start MATERIAL PROVIDED
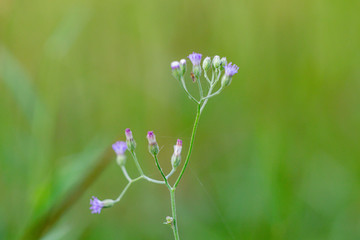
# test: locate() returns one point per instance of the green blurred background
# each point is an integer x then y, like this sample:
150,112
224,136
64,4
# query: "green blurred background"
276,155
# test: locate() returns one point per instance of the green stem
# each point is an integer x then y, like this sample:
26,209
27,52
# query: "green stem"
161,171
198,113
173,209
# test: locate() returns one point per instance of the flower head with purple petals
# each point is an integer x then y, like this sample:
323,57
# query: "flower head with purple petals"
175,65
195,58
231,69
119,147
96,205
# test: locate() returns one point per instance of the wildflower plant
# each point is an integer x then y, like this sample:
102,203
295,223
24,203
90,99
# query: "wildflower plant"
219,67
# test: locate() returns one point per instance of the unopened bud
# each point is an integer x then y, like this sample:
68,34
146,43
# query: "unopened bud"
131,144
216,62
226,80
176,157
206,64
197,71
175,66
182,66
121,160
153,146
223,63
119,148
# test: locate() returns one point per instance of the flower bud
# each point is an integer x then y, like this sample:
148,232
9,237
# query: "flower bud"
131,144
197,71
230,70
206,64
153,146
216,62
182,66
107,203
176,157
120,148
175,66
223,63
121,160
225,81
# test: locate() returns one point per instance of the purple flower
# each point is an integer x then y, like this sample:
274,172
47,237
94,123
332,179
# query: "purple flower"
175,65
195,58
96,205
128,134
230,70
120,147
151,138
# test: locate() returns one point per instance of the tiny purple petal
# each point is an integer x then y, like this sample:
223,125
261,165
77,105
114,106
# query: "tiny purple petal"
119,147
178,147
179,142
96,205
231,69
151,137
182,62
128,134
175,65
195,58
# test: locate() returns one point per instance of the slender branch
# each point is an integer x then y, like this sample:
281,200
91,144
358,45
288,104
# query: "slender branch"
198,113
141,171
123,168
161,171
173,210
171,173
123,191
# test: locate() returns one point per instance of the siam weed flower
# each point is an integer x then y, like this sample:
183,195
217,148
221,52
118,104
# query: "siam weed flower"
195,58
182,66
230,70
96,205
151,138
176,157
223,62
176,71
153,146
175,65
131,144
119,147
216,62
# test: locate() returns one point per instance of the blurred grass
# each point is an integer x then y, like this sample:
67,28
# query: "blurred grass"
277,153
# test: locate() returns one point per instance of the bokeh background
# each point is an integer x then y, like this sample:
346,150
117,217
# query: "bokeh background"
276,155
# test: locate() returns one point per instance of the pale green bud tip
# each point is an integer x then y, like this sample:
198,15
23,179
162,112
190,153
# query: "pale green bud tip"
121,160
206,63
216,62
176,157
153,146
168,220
end MATERIAL PROVIDED
start MATERIAL PROVIDED
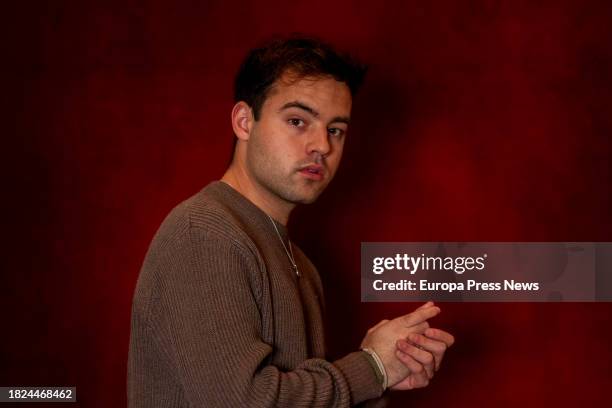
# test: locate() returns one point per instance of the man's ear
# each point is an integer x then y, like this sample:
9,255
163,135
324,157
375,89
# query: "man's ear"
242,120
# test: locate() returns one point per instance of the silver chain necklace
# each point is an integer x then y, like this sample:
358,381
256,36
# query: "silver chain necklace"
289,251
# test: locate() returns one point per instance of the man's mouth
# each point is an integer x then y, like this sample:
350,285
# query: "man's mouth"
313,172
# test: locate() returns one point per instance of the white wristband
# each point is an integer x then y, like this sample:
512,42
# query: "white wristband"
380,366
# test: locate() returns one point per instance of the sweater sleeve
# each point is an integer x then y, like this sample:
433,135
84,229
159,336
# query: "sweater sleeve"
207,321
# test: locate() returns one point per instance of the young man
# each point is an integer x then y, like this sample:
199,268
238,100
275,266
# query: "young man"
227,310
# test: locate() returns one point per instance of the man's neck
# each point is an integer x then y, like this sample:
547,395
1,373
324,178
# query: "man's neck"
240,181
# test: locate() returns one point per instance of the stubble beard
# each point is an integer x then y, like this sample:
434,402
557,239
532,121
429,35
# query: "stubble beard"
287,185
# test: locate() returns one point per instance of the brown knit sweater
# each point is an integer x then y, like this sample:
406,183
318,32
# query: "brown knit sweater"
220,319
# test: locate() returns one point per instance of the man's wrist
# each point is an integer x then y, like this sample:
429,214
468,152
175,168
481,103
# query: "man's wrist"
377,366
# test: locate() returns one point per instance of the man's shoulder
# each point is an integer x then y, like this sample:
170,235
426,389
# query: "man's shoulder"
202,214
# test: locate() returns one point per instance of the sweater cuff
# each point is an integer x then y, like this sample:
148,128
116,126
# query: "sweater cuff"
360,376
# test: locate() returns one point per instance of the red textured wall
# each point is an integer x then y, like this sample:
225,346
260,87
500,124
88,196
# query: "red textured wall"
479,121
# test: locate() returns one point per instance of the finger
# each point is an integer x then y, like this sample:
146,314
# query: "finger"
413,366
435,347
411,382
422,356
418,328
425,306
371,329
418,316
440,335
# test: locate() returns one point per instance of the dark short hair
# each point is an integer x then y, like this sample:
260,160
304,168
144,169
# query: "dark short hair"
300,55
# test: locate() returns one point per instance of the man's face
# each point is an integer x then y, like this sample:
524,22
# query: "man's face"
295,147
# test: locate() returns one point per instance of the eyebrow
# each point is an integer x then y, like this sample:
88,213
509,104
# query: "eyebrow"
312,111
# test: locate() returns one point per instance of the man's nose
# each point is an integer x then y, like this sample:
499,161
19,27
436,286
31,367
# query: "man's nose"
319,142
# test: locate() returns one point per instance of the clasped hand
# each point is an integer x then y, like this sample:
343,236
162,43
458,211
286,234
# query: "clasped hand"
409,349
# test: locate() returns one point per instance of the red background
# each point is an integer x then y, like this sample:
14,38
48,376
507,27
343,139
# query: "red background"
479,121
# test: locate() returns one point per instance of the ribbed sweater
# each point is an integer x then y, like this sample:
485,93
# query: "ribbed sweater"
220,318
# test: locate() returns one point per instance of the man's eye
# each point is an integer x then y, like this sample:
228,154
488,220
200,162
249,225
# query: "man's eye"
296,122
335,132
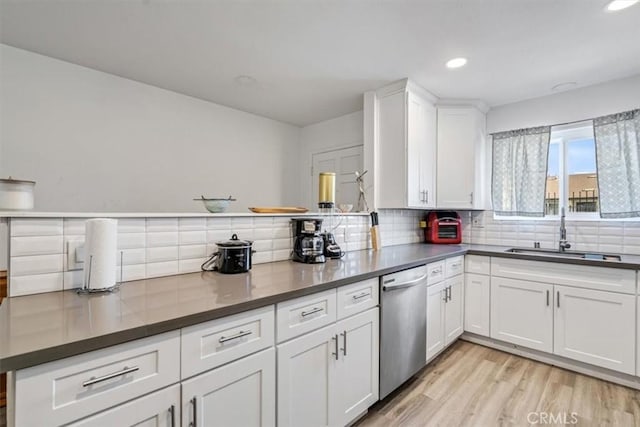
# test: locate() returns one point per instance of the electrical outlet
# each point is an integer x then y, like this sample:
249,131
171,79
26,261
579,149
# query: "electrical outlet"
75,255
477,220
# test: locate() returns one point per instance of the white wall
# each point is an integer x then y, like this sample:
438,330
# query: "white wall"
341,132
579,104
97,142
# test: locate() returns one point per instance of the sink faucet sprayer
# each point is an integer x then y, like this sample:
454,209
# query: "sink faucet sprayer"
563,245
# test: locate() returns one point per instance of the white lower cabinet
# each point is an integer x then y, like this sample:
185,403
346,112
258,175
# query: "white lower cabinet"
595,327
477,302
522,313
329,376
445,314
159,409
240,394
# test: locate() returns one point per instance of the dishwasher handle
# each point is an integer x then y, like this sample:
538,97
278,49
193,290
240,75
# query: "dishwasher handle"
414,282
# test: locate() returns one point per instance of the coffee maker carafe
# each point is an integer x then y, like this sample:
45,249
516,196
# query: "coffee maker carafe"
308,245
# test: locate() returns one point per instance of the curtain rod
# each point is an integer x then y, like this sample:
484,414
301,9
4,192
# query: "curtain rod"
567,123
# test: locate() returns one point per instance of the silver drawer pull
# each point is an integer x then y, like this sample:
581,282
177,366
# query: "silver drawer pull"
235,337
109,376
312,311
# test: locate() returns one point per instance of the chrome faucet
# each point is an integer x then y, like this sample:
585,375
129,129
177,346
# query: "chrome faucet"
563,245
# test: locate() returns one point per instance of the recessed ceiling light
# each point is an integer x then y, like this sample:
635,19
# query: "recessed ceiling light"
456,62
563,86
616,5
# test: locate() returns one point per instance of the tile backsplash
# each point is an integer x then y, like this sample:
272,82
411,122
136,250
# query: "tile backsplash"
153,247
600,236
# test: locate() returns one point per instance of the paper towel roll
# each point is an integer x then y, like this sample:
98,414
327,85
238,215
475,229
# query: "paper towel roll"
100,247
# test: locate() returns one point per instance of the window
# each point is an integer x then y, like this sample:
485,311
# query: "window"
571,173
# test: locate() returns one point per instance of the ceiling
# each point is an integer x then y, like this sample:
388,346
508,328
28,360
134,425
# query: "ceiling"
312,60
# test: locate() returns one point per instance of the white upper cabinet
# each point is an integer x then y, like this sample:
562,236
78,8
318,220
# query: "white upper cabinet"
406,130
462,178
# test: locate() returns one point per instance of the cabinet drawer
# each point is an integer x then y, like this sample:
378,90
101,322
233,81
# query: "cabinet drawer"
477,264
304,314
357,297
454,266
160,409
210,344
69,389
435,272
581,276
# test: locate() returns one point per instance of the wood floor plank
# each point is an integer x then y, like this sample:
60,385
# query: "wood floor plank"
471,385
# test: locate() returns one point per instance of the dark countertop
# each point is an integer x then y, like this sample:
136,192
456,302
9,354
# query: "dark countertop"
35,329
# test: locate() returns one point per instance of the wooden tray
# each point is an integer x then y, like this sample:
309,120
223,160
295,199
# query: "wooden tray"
end MATERIAL PROVIDED
TASK DETAILS » Tally the lines of the material above that contain the string "clasped" and reply with only that count.

RESULT BELOW » 2